EXERCISE BRIEF: Type the entries out again exactly as they read, but leave every picture behind.

THE DATA:
--- START ---

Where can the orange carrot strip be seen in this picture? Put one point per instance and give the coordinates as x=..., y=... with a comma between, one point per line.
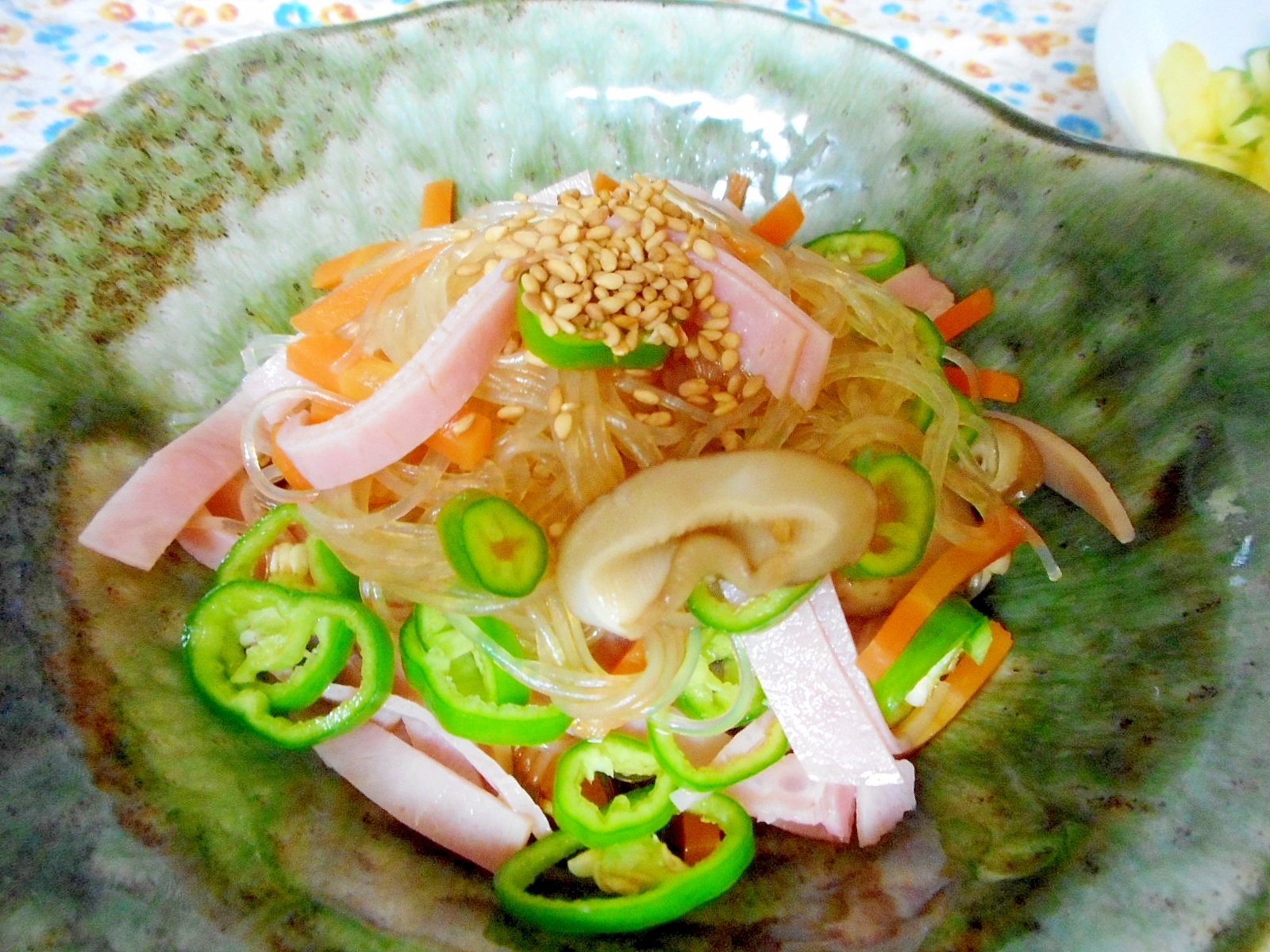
x=313, y=357
x=780, y=221
x=634, y=662
x=364, y=378
x=1001, y=386
x=438, y=203
x=226, y=501
x=1001, y=533
x=294, y=478
x=603, y=183
x=330, y=273
x=348, y=301
x=698, y=838
x=464, y=447
x=738, y=186
x=965, y=313
x=963, y=682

--- END ---

WORKED SOLUTION:
Where can the orange carrot strip be seen in this picture? Put one point per instance and give the coordinates as x=..., y=... with a comma between, one point per line.
x=313, y=357
x=780, y=221
x=634, y=662
x=364, y=378
x=1001, y=386
x=438, y=203
x=226, y=501
x=1001, y=533
x=294, y=478
x=603, y=183
x=330, y=273
x=348, y=301
x=698, y=838
x=464, y=447
x=738, y=186
x=965, y=313
x=963, y=682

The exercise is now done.